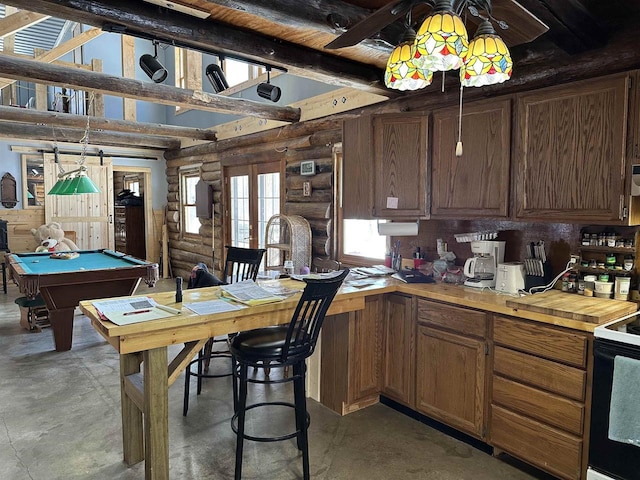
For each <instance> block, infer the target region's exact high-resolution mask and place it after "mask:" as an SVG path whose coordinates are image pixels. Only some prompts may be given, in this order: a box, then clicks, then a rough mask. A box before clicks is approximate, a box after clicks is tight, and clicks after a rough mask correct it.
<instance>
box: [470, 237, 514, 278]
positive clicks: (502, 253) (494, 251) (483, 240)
mask: <svg viewBox="0 0 640 480" xmlns="http://www.w3.org/2000/svg"><path fill="white" fill-rule="evenodd" d="M504 245H505V242H496V241H490V240H476V241H473V242H471V252H472V253H473V257H471V258H467V261H466V262H465V263H464V274H465V276H466V277H467V280H465V282H464V284H465V285H467V286H468V287H476V288H485V287H490V288H493V287H495V286H496V272H497V271H498V264H499V263H504Z"/></svg>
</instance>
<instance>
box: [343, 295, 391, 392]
mask: <svg viewBox="0 0 640 480" xmlns="http://www.w3.org/2000/svg"><path fill="white" fill-rule="evenodd" d="M383 314H384V302H383V300H382V296H376V297H367V299H366V300H365V307H364V310H358V311H356V312H354V313H353V315H352V317H351V319H350V322H349V356H350V358H349V388H348V403H349V404H352V403H355V402H357V401H358V400H360V399H363V398H366V397H370V396H372V395H375V396H376V397H377V395H378V392H380V344H381V343H382V342H381V338H380V337H381V333H380V330H381V323H382V322H381V319H382V315H383Z"/></svg>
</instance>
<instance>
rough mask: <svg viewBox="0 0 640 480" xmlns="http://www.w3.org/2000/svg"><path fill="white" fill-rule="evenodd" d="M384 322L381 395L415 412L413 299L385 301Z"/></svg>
mask: <svg viewBox="0 0 640 480" xmlns="http://www.w3.org/2000/svg"><path fill="white" fill-rule="evenodd" d="M385 298H386V313H385V316H384V322H383V337H384V353H383V356H382V365H383V374H382V394H383V395H386V396H387V397H389V398H392V399H393V400H396V401H398V402H400V403H403V404H405V405H408V406H409V407H411V408H413V405H414V395H413V388H414V382H415V374H414V372H415V370H414V339H415V334H414V332H415V319H414V314H413V298H412V297H407V296H404V295H399V294H390V295H387V296H386V297H385Z"/></svg>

* [What the task requires]: The data above must be copied exactly. Leave out the pictures.

* [Task result]:
For each <instance> block, infer the target region's exact high-resolution mask and place it after "mask:" as an SVG path whose coordinates are image pixels. Only some prompts may be given, in this order: a box, then clicks, then a rough mask. A box before clicks is approximate, a box after clicks is tight, and clicks after a rough mask correct it.
<instance>
box: [470, 237, 514, 278]
positive clicks: (502, 253) (494, 251) (483, 240)
mask: <svg viewBox="0 0 640 480" xmlns="http://www.w3.org/2000/svg"><path fill="white" fill-rule="evenodd" d="M504 245H505V242H496V241H490V240H476V241H473V242H471V252H472V253H473V257H471V258H467V261H466V262H465V263H464V274H465V276H466V277H467V280H465V282H464V284H465V285H467V286H468V287H476V288H485V287H490V288H493V287H495V286H496V272H497V271H498V264H499V263H504Z"/></svg>
</instance>
<instance>
box: [343, 295, 391, 392]
mask: <svg viewBox="0 0 640 480" xmlns="http://www.w3.org/2000/svg"><path fill="white" fill-rule="evenodd" d="M383 314H384V302H383V300H382V296H376V297H367V299H366V300H365V307H364V310H358V311H356V312H354V313H353V315H352V317H351V319H350V322H349V356H350V358H349V388H348V403H349V404H352V403H355V402H357V401H358V400H360V399H363V398H366V397H370V396H372V395H375V396H376V397H377V395H378V392H380V344H381V343H382V342H381V338H380V337H381V333H380V330H381V323H382V322H381V319H382V315H383Z"/></svg>
</instance>
<instance>
rough mask: <svg viewBox="0 0 640 480" xmlns="http://www.w3.org/2000/svg"><path fill="white" fill-rule="evenodd" d="M384 322L381 395L415 412L413 299L385 301Z"/></svg>
mask: <svg viewBox="0 0 640 480" xmlns="http://www.w3.org/2000/svg"><path fill="white" fill-rule="evenodd" d="M385 298H386V313H385V316H384V322H383V337H384V353H383V356H382V365H383V374H382V394H383V395H386V396H387V397H389V398H392V399H393V400H396V401H398V402H400V403H403V404H405V405H408V406H409V407H411V408H413V405H414V395H413V388H414V382H415V374H414V372H415V370H414V339H415V334H414V332H415V319H414V314H413V298H412V297H407V296H404V295H399V294H390V295H387V296H386V297H385Z"/></svg>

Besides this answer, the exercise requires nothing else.